→ Directions for this task:
Rewrite every one of the rows below with "one point per instance" replaced by "a single point for each instance" and nothing else changed. Leave the pictures out.

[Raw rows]
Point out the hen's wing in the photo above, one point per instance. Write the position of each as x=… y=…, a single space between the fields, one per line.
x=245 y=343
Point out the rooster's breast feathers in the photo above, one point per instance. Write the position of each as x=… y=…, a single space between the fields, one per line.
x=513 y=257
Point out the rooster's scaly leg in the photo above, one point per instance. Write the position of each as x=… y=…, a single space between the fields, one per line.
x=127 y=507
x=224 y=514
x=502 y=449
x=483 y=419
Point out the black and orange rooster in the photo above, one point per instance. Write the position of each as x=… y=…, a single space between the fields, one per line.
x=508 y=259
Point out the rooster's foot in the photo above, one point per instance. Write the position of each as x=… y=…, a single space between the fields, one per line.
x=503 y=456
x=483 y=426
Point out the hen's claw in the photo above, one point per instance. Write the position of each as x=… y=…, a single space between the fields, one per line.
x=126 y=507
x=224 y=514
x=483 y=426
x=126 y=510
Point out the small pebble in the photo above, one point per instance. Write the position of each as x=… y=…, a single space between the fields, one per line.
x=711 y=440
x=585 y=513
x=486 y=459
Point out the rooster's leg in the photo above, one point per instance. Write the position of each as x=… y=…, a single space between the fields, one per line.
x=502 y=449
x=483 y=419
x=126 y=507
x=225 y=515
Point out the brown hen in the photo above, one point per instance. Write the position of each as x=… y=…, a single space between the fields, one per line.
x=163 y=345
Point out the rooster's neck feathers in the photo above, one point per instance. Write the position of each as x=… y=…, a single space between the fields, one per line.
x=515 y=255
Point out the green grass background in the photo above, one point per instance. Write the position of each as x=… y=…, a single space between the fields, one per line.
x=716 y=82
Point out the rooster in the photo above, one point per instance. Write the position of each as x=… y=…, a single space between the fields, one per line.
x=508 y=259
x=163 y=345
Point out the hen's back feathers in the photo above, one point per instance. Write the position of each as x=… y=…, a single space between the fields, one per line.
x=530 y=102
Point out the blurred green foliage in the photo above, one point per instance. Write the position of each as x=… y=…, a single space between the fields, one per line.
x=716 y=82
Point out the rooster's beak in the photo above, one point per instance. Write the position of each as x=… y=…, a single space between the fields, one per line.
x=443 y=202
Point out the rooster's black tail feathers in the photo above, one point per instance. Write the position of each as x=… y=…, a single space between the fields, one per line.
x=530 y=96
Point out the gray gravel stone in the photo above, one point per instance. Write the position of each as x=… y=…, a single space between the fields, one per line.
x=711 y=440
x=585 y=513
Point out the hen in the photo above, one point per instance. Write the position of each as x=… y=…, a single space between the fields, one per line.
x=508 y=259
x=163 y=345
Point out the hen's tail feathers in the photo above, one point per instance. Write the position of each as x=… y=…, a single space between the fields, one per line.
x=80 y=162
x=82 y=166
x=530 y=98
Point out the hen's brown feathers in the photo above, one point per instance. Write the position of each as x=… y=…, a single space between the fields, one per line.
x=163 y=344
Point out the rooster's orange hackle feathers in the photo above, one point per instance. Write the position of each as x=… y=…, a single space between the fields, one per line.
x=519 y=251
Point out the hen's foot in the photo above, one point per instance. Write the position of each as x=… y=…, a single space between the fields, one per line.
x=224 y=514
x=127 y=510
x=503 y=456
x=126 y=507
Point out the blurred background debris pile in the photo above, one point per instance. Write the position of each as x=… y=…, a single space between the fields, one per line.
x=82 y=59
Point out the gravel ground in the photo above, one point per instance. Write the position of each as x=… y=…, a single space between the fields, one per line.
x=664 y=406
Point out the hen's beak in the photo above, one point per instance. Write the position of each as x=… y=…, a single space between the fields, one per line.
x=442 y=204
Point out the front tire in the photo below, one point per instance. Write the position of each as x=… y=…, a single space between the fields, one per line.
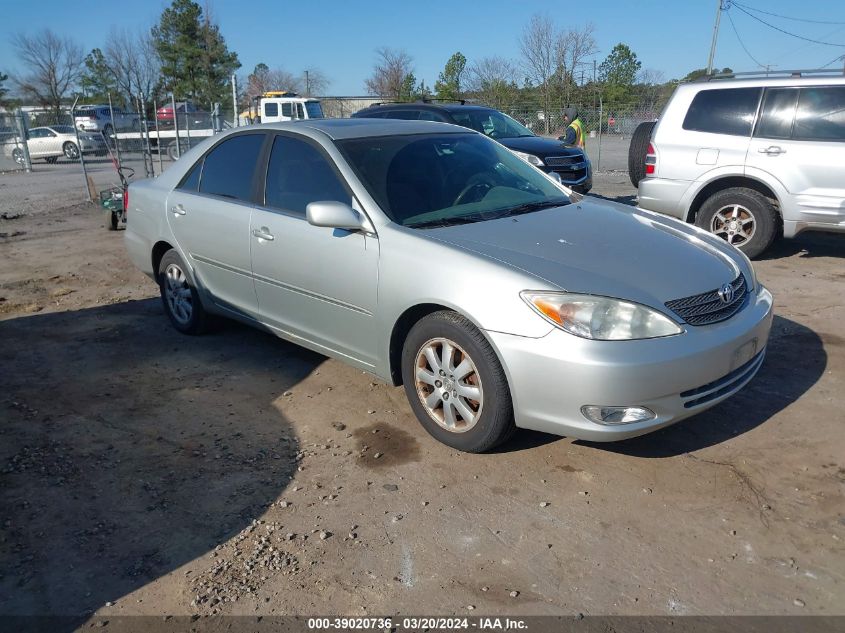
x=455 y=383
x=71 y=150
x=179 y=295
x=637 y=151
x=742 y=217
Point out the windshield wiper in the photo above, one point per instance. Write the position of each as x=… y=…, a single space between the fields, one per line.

→ Answer to this problem:
Point out the hen's wing in the photo above, a single point for each instance. Write the position of each as x=… y=…, a single space between the fields, one per line.
x=245 y=343
Point out the rooster's breast feathers in the photo above, a single point for each instance. Write the position of each as x=… y=…, a single space between the fields, one per line.
x=513 y=257
Point out the rooster's scaly leg in the photo above, a single point for each instance. Write the position of each as x=… y=…, a single space between the fields, one per line.
x=127 y=507
x=224 y=514
x=502 y=449
x=483 y=419
Point out the black and orange rooster in the photo above, a single point for each instance. Write the position of each as x=… y=…, a single space between the fields, one per line.
x=508 y=259
Point out the rooster's foot in the photo above, a single point for each instance. Write the position of each as x=… y=…, a single space between the fields, one per line.
x=503 y=456
x=483 y=426
Point out the hen's claw in the photo above, a single point for each instance. Write the position of each as x=… y=…, a single space between the fields, one per line.
x=126 y=507
x=224 y=514
x=483 y=426
x=126 y=510
Point out the small pebble in the photo above, a single point for each instance. Write the position of each as x=… y=…, a single space between the fields, one per line.
x=711 y=440
x=585 y=513
x=486 y=459
Point out the rooster's leg in the photo above, a single point for each instance. Write the position of each as x=… y=…, a single space between the fields, one per line.
x=502 y=449
x=483 y=419
x=126 y=507
x=225 y=515
Point out the brown hen in the photo above, a single point for each instance. Write the position of each as x=… y=…, a single space between the fields, one per line.
x=163 y=345
Point out the rooster's neck feathers in the photo above, a single point for each instance. Write the position of each as x=… y=…, a single space between the fields, one per line.
x=515 y=255
Point out the green grass background in the photo above, a single point for each instance. Write the position of each as x=… y=…, a single space between the fields, one per line.
x=716 y=82
Point out the rooster in the photo above, a single point for each instance. Write the position of each as x=… y=…, a single space between the fields, one per line.
x=508 y=259
x=163 y=345
Point out the hen's back feathers in the photo above, a single point for each instance. Write the position of each as x=… y=…, a single space between the fields, one per line.
x=530 y=102
Point out the blurred green foliage in the photo above, a single point for each instance. Write the position of each as x=… y=…, a single space between the fields, one per line.
x=716 y=82
Point out the rooster's beak in the photo above, a single point for each instance. Write the position of each as x=… y=…, a single space between the fields, one per line.
x=443 y=202
Point out the rooster's black tail feathers in the photo above, a single point for each instance. Write the position of each as x=… y=…, a single space between the fields, one per line.
x=530 y=96
Point out the gray gravel stone in the photo above, a single point for each instance. Write the position of each as x=… y=…, a single space between the fields, one per line.
x=711 y=440
x=585 y=513
Point out the hen in the photo above, a single point for each instance. Write the position of each as x=… y=…, a single space between the fields, one per line.
x=508 y=259
x=163 y=345
Point out the hen's tail feathers in the photo above, a single point for each instance. Write the position of each as x=… y=…, a single space between the fields, one per line.
x=80 y=162
x=82 y=166
x=530 y=98
Point out the hen's brown feathers in the photo above, a single point for each instance. Write the position of each as x=… y=…, a single space between the fields, one per line.
x=163 y=344
Point out the rooster's orange hackle feathers in the photo above, a single point for each instance. Write the position of each as x=… y=…, a single space between the fields, one per line.
x=519 y=251
Point out the hen's foot in the photo above, a single point for each instance. Write the position of each as x=… y=…, a single space between the fields, one per line.
x=224 y=514
x=127 y=510
x=503 y=456
x=126 y=507
Point out the blurred background debris pile in the photo above, a single point for each instance. Write the position of each as x=… y=…, a single space between the fields, one per line.
x=82 y=59
Point out the gravel ground in the photo above, a single point for each instance. Write the position of each as x=… y=…, a single space between the fields, one per line.
x=664 y=406
Point out the hen's beak in the photo above, a single point for each instance. Write the position of each as x=… y=…, a single space between the fields, one per line.
x=442 y=204
Point out the front tire in the photo below, a single point for each instance. Write the position of each as x=… y=…, a single space between the fields, one per line.
x=455 y=383
x=71 y=150
x=179 y=295
x=637 y=151
x=742 y=217
Point out the windshield wiper in the photo above, a single point for each instance. Write the position of each as x=… y=…, a single space between the fields, one per line.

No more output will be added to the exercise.